-- BEGIN Records shown --
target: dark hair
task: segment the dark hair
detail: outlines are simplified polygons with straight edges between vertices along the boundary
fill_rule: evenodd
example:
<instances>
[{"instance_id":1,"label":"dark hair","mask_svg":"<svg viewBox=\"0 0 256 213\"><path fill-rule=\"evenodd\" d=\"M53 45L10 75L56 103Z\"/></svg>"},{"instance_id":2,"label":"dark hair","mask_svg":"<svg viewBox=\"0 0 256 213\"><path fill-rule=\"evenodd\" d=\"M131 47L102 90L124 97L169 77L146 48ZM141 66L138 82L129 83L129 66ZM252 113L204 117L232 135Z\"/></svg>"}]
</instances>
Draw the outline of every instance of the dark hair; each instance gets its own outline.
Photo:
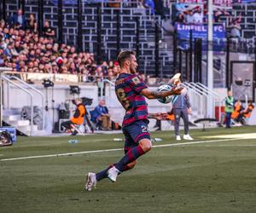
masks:
<instances>
[{"instance_id":1,"label":"dark hair","mask_svg":"<svg viewBox=\"0 0 256 213\"><path fill-rule=\"evenodd\" d=\"M132 50L122 50L118 56L118 62L119 66L122 66L123 63L127 59L130 59L131 55L136 55L136 52Z\"/></svg>"}]
</instances>

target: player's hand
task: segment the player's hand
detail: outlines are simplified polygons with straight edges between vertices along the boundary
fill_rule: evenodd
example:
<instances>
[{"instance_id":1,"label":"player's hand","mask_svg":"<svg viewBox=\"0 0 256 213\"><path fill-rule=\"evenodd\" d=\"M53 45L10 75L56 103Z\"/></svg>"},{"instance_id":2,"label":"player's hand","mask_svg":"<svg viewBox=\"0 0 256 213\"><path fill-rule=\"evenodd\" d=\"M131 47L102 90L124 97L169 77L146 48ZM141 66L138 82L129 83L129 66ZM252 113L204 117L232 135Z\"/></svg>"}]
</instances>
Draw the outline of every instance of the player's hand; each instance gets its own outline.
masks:
<instances>
[{"instance_id":1,"label":"player's hand","mask_svg":"<svg viewBox=\"0 0 256 213\"><path fill-rule=\"evenodd\" d=\"M183 87L173 88L173 89L172 89L172 94L171 94L171 95L180 95L183 89Z\"/></svg>"}]
</instances>

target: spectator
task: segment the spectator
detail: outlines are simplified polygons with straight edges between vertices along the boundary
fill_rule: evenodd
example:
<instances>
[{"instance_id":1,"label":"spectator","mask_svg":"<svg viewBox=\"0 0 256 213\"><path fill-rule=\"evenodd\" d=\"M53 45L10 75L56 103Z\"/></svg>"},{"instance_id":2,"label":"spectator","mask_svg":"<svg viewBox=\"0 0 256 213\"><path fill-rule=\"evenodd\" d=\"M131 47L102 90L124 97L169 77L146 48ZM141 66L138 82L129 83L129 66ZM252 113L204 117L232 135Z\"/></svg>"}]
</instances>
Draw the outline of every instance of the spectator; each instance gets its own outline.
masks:
<instances>
[{"instance_id":1,"label":"spectator","mask_svg":"<svg viewBox=\"0 0 256 213\"><path fill-rule=\"evenodd\" d=\"M108 109L105 106L105 101L100 100L99 105L96 106L93 111L92 121L96 121L96 124L105 130L111 130L111 120L108 113Z\"/></svg>"},{"instance_id":2,"label":"spectator","mask_svg":"<svg viewBox=\"0 0 256 213\"><path fill-rule=\"evenodd\" d=\"M232 96L232 91L228 91L228 96L225 98L225 118L226 118L226 128L231 128L231 114L234 111L235 100Z\"/></svg>"},{"instance_id":3,"label":"spectator","mask_svg":"<svg viewBox=\"0 0 256 213\"><path fill-rule=\"evenodd\" d=\"M70 120L61 123L61 125L66 130L71 130L72 135L76 135L78 134L78 131L76 130L75 125L81 125L84 124L86 108L83 104L83 101L81 98L73 100L73 103L77 106L73 117Z\"/></svg>"},{"instance_id":4,"label":"spectator","mask_svg":"<svg viewBox=\"0 0 256 213\"><path fill-rule=\"evenodd\" d=\"M230 29L230 37L234 38L240 38L241 37L241 16L240 16L234 20L232 20L232 17L230 17L229 20L229 27Z\"/></svg>"},{"instance_id":5,"label":"spectator","mask_svg":"<svg viewBox=\"0 0 256 213\"><path fill-rule=\"evenodd\" d=\"M49 26L49 23L48 20L44 20L44 25L43 28L43 34L47 37L55 37L55 30Z\"/></svg>"},{"instance_id":6,"label":"spectator","mask_svg":"<svg viewBox=\"0 0 256 213\"><path fill-rule=\"evenodd\" d=\"M15 26L17 29L25 30L26 20L25 16L23 15L22 9L18 9L17 14L11 17L11 25Z\"/></svg>"},{"instance_id":7,"label":"spectator","mask_svg":"<svg viewBox=\"0 0 256 213\"><path fill-rule=\"evenodd\" d=\"M177 73L171 79L170 83L173 83L176 87L181 85L180 73ZM179 135L179 121L180 118L183 119L184 122L184 140L193 140L193 138L189 135L189 113L191 113L191 106L189 102L189 97L188 95L187 89L183 89L181 95L175 95L172 100L172 109L173 114L175 116L174 128L176 140L181 141Z\"/></svg>"},{"instance_id":8,"label":"spectator","mask_svg":"<svg viewBox=\"0 0 256 213\"><path fill-rule=\"evenodd\" d=\"M151 14L154 14L154 0L144 0L143 5L146 9L151 9Z\"/></svg>"},{"instance_id":9,"label":"spectator","mask_svg":"<svg viewBox=\"0 0 256 213\"><path fill-rule=\"evenodd\" d=\"M38 23L36 21L35 16L32 14L31 14L29 15L28 29L31 32L38 32Z\"/></svg>"},{"instance_id":10,"label":"spectator","mask_svg":"<svg viewBox=\"0 0 256 213\"><path fill-rule=\"evenodd\" d=\"M251 117L252 112L254 108L254 105L253 101L249 101L247 108L241 112L241 115L246 118L248 119Z\"/></svg>"}]
</instances>

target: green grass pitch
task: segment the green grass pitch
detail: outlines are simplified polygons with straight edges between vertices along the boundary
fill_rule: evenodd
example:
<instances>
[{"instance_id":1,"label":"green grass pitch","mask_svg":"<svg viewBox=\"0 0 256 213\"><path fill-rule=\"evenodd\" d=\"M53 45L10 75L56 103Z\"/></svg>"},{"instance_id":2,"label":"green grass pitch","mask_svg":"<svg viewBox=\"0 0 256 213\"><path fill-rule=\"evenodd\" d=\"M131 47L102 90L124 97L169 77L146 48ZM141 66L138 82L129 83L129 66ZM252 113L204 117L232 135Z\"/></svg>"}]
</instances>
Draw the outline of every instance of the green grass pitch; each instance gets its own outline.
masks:
<instances>
[{"instance_id":1,"label":"green grass pitch","mask_svg":"<svg viewBox=\"0 0 256 213\"><path fill-rule=\"evenodd\" d=\"M1 159L122 148L113 140L121 134L78 136L78 144L71 136L18 137L0 147L0 212L256 212L255 130L191 130L194 141L212 142L154 147L117 182L103 180L92 192L84 191L86 172L117 162L122 151ZM163 139L153 145L177 143L173 131L151 135Z\"/></svg>"}]
</instances>

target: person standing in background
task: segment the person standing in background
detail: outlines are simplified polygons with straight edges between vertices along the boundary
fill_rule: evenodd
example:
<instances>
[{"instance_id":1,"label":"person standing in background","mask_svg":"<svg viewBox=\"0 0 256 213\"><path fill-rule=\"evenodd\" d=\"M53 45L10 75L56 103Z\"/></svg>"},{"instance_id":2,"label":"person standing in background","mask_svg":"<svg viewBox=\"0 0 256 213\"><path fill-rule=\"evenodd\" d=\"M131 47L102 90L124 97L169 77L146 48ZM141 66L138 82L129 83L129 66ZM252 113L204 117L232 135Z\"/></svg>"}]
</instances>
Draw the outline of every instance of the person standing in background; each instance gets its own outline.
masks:
<instances>
[{"instance_id":1,"label":"person standing in background","mask_svg":"<svg viewBox=\"0 0 256 213\"><path fill-rule=\"evenodd\" d=\"M225 98L225 115L226 115L226 128L231 128L231 114L234 111L235 99L232 95L232 91L228 90L228 96Z\"/></svg>"},{"instance_id":2,"label":"person standing in background","mask_svg":"<svg viewBox=\"0 0 256 213\"><path fill-rule=\"evenodd\" d=\"M180 73L175 74L171 79L170 83L175 87L181 86ZM188 95L188 90L183 89L180 95L175 95L172 99L172 109L174 114L174 129L177 141L181 141L179 135L179 121L180 118L184 122L184 140L192 141L193 138L189 135L189 113L191 113L191 106L189 102L189 97Z\"/></svg>"}]
</instances>

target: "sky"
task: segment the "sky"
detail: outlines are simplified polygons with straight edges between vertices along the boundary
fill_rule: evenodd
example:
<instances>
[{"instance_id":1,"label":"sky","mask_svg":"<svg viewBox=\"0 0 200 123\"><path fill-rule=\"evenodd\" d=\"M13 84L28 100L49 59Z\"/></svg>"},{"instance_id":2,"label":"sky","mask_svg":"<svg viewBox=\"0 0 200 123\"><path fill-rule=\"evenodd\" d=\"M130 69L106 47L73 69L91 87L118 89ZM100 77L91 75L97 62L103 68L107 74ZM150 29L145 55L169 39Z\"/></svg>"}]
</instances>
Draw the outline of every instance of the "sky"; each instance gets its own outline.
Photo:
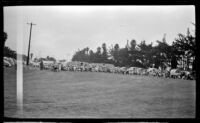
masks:
<instances>
[{"instance_id":1,"label":"sky","mask_svg":"<svg viewBox=\"0 0 200 123\"><path fill-rule=\"evenodd\" d=\"M6 46L27 54L30 25L33 57L53 56L71 60L78 49L94 52L102 43L107 48L127 40L147 44L162 40L172 44L177 34L194 31L195 7L185 6L9 6L4 7Z\"/></svg>"}]
</instances>

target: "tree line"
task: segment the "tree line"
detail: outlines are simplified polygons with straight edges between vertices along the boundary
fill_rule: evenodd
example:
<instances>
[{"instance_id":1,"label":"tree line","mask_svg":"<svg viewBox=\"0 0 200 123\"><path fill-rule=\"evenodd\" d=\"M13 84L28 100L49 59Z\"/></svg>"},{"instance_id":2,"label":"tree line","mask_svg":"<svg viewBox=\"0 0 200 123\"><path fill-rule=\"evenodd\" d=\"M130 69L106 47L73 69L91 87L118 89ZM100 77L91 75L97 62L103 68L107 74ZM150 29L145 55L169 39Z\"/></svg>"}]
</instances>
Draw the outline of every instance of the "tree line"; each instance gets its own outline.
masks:
<instances>
[{"instance_id":1,"label":"tree line","mask_svg":"<svg viewBox=\"0 0 200 123\"><path fill-rule=\"evenodd\" d=\"M135 67L155 67L165 69L167 66L177 68L181 64L187 70L192 63L195 68L196 42L195 35L190 33L178 34L172 45L166 42L165 36L162 40L157 40L157 45L147 44L146 41L137 43L132 39L125 47L115 44L114 47L107 48L106 43L97 47L96 52L89 47L78 50L74 53L72 61L89 63L110 63L115 66L135 66Z\"/></svg>"}]
</instances>

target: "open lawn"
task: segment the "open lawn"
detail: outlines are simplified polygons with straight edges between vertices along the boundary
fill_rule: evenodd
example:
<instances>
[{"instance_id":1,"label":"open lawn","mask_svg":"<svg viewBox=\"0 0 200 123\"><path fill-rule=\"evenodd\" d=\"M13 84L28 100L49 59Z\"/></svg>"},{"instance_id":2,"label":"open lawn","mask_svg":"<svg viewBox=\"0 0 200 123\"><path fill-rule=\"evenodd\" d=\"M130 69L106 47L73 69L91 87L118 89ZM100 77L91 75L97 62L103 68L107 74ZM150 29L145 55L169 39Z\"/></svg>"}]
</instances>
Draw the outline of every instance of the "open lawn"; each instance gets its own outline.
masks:
<instances>
[{"instance_id":1,"label":"open lawn","mask_svg":"<svg viewBox=\"0 0 200 123\"><path fill-rule=\"evenodd\" d=\"M4 116L25 118L194 118L196 82L139 75L24 69L24 109L16 72L4 70Z\"/></svg>"}]
</instances>

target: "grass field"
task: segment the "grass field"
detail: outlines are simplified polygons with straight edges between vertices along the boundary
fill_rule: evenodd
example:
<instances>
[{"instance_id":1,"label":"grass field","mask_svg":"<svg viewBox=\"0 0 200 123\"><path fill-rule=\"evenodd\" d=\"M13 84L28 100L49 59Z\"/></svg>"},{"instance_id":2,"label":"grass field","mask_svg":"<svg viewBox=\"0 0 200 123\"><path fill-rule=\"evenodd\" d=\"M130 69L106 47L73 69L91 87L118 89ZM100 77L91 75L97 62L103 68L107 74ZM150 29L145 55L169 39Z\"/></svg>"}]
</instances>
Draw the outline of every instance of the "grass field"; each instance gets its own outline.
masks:
<instances>
[{"instance_id":1,"label":"grass field","mask_svg":"<svg viewBox=\"0 0 200 123\"><path fill-rule=\"evenodd\" d=\"M196 82L137 75L24 69L23 116L16 72L4 70L4 116L25 118L194 118Z\"/></svg>"}]
</instances>

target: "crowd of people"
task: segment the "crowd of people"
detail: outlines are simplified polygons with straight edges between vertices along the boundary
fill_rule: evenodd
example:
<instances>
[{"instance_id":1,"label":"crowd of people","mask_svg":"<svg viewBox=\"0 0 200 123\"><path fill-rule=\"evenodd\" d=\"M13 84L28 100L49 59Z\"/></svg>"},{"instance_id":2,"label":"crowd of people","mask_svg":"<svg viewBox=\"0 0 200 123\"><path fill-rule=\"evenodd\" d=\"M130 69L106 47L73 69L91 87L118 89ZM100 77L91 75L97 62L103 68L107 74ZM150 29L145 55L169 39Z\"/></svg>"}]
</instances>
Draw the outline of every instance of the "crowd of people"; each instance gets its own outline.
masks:
<instances>
[{"instance_id":1,"label":"crowd of people","mask_svg":"<svg viewBox=\"0 0 200 123\"><path fill-rule=\"evenodd\" d=\"M157 76L165 78L180 78L180 79L195 79L193 72L167 68L165 70L157 68L139 68L139 67L119 67L112 64L103 63L87 63L87 62L47 62L41 61L40 63L31 63L31 66L40 67L40 70L51 70L54 72L59 71L74 71L74 72L105 72L113 74L124 75L146 75Z\"/></svg>"}]
</instances>

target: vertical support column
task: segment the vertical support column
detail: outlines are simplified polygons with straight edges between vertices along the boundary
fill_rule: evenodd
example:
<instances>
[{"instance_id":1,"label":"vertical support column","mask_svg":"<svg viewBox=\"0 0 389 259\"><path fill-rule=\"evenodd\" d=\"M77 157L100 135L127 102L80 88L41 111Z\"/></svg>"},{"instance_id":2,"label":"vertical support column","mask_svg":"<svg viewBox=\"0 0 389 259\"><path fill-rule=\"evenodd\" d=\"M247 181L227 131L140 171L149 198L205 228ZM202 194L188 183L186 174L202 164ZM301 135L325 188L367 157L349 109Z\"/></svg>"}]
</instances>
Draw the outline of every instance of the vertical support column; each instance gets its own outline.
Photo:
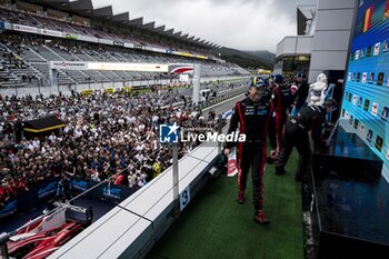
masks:
<instances>
[{"instance_id":1,"label":"vertical support column","mask_svg":"<svg viewBox=\"0 0 389 259\"><path fill-rule=\"evenodd\" d=\"M49 80L51 83L51 88L58 89L58 71L57 69L51 69L51 67L49 67Z\"/></svg>"},{"instance_id":2,"label":"vertical support column","mask_svg":"<svg viewBox=\"0 0 389 259\"><path fill-rule=\"evenodd\" d=\"M178 143L172 143L172 155L173 155L173 199L174 199L174 216L180 215L180 198L178 189Z\"/></svg>"},{"instance_id":3,"label":"vertical support column","mask_svg":"<svg viewBox=\"0 0 389 259\"><path fill-rule=\"evenodd\" d=\"M194 106L199 104L200 101L200 70L201 66L196 63L193 66L193 96L192 96L192 102Z\"/></svg>"}]
</instances>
-- END Records shown --
◆ Required task ◆
Which lines of the items above contain the word "hair"? Report every such line in full. Case counts.

◆ The result ◆
target: dark hair
task: segment the dark hair
[{"instance_id":1,"label":"dark hair","mask_svg":"<svg viewBox=\"0 0 256 213\"><path fill-rule=\"evenodd\" d=\"M53 45L10 75L56 103Z\"/></svg>"},{"instance_id":2,"label":"dark hair","mask_svg":"<svg viewBox=\"0 0 256 213\"><path fill-rule=\"evenodd\" d=\"M131 47L102 90L124 97L169 77L146 48ZM141 66L138 82L129 83L129 66ZM252 113L204 117L232 135Z\"/></svg>"}]
Draw the outline of every instance of the dark hair; each instance gets its own outline.
[{"instance_id":1,"label":"dark hair","mask_svg":"<svg viewBox=\"0 0 256 213\"><path fill-rule=\"evenodd\" d=\"M132 50L122 50L118 56L118 62L119 66L122 66L123 63L127 59L130 59L131 55L136 55L136 52Z\"/></svg>"}]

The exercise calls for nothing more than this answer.